Subject: | |
From: | |
Reply To: | Classification, clustering, and phylogeny estimation |
Date: | Mon, 22 Sep 2003 10:18:30 -0400 |
Content-Type: | text/plain |
Parts/Attachments: |
|
|
There are several different ways to explore this kind of data.
I would base the within cases vector of variables on the set of possible
responses (a set of multiple dichotomies)
To start I would try leaving each time point as a separate case for the
cluster analyses. I would then also explore (cluster) each subset of
cases and crosstab the results to look for consistency.
Hope this helps.
Art
[log in to unmask]
Social Research Consultants
University Park, MD USA
(301) 864-5570
Bob Green wrote:
> I am interested in the question of whether pooling data from the same
> individuals into a single variable which would violate the assumption of
> the independence of observations in multiple regression, is problematic in
> cluster analysis.
>
> Briefly, I have data collected at baseline and 4 time points asking whether
> someone smoked and the reasons why. Any individual might give 1-3
> responses, which could range from a single word to a sentence. These
> open-ended responses have been coded by coders. There are therefore 5 time
> periods x potentially 3 responses.

— Stored rows —
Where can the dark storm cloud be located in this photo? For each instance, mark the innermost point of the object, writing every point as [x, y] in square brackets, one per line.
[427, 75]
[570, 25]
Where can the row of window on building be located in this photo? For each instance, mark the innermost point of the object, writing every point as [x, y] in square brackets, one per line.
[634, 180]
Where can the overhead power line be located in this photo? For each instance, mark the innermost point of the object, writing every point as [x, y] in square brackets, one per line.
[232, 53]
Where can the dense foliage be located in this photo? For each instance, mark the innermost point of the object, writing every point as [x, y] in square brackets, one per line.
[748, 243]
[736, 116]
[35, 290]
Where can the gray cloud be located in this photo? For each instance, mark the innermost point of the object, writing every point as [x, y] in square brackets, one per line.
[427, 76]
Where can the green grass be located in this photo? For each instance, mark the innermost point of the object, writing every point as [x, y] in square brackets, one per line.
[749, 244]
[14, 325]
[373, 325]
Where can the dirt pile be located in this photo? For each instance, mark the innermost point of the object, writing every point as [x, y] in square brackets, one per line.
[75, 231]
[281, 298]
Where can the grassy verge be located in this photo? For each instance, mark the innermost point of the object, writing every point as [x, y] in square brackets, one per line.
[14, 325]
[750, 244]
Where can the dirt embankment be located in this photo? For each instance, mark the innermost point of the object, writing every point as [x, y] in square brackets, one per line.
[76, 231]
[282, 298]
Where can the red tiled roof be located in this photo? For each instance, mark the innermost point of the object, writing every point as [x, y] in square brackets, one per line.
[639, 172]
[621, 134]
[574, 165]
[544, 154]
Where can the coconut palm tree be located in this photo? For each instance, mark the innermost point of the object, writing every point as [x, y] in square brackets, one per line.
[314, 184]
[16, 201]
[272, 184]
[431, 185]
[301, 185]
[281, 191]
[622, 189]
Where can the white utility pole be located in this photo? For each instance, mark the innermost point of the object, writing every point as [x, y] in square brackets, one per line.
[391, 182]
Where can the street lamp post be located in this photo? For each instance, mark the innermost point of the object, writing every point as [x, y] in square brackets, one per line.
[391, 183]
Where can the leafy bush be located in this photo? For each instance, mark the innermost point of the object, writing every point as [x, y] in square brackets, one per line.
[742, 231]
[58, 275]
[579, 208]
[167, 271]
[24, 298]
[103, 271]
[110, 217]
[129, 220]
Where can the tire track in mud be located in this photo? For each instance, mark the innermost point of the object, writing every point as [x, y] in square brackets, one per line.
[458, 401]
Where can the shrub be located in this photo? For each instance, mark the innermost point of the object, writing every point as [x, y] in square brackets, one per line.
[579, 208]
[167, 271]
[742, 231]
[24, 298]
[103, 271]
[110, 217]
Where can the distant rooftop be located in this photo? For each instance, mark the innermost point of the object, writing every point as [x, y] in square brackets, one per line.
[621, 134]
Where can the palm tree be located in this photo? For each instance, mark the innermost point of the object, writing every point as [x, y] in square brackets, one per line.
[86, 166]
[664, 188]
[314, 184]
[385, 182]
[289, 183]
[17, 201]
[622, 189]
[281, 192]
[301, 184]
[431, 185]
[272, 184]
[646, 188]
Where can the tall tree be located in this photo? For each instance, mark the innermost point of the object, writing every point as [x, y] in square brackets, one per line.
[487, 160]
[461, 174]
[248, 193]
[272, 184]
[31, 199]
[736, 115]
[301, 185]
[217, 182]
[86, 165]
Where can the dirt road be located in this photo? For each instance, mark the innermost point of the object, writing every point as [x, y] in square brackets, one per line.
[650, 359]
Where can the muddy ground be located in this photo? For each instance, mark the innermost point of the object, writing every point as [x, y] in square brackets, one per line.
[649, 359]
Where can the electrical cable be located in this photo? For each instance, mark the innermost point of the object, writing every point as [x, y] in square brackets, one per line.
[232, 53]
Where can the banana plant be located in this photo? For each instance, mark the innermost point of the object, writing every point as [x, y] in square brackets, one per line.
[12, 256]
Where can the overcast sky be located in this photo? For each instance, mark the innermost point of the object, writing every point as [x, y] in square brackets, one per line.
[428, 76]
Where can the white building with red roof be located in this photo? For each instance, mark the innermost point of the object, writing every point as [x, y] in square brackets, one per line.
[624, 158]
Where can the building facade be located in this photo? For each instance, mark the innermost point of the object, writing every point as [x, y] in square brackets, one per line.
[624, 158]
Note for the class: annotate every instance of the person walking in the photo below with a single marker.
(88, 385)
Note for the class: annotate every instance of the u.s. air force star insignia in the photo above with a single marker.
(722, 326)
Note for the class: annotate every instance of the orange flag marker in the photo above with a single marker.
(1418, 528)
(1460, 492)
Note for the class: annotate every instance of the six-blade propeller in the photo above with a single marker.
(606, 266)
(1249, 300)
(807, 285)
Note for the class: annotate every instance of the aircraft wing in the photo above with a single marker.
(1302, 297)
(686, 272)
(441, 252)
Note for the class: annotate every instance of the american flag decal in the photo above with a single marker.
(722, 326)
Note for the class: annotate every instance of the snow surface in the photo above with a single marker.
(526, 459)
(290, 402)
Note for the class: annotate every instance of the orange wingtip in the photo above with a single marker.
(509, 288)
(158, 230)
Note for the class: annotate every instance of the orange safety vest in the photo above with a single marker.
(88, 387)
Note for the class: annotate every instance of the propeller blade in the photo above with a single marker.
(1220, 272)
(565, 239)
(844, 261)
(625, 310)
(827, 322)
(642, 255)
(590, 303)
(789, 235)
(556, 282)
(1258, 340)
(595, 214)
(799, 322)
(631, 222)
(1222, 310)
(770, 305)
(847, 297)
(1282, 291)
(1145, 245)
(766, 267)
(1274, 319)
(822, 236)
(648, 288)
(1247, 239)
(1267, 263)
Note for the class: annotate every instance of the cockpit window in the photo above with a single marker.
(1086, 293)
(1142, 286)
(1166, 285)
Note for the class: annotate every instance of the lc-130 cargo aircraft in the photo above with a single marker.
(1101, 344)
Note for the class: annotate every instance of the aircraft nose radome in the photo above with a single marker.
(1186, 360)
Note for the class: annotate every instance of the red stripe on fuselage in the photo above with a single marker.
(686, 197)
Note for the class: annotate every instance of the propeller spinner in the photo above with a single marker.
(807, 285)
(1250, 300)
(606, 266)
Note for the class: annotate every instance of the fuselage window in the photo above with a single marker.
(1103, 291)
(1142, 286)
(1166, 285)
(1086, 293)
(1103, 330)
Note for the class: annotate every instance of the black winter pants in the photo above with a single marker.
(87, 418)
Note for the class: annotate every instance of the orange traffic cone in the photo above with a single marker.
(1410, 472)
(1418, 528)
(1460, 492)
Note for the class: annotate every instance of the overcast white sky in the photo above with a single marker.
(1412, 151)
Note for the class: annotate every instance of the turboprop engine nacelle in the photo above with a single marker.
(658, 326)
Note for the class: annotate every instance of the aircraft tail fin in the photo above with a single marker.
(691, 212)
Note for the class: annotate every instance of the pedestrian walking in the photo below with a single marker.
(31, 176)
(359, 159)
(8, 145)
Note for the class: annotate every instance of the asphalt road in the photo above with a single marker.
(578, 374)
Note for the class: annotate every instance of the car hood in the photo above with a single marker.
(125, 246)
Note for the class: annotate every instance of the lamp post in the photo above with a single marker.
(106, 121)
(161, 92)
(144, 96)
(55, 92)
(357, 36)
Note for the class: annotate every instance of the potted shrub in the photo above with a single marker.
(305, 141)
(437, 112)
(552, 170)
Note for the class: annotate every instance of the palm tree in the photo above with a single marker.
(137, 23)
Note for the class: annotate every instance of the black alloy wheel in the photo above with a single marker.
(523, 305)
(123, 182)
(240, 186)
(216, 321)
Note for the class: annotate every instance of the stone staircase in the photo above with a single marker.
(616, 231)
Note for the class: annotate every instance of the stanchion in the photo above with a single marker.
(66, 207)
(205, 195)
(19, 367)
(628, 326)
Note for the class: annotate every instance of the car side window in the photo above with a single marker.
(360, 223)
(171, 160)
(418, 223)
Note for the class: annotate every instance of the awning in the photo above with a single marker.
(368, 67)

— Instruction —
Write out the whole message on clustering repeated responses word for word. None of these items has anything to do with the message.

— Completed task —
Subject: | |
From: | |
Reply To: | Classification, clustering, and phylogeny estimation |
Date: | Mon, 22 Sep 2003 10:18:30 -0400 |
Content-Type: | text/plain |
Parts/Attachments: |
|
|
There are several different ways to explore this kind of data.
I would base the within cases vector of variables on the set of possible
responses (a set of multiple dichotomies)
To start I would try leaving each time point as a separate case for the
cluster analyses. I would then also explore (cluster) each subset of
cases and crosstab the results to look for consistency.
Hope this helps.
Art
[log in to unmask]
Social Research Consultants
University Park, MD USA
(301) 864-5570
Bob Green wrote:
> I am interested in the question of whether pooling data from the same
> individuals into a single variable which would violate the assumption of
> the independence of observations in multiple regression, is problematic in
> cluster analysis.
>
> Briefly, I have data collected at baseline and 4 time points asking whether
> someone smoked and the reasons why. Any individual might give 1-3
> responses, which could range from a single word to a sentence. These
> open-ended responses have been coded by coders. There are therefore 5 time
> periods x potentially 3 responses.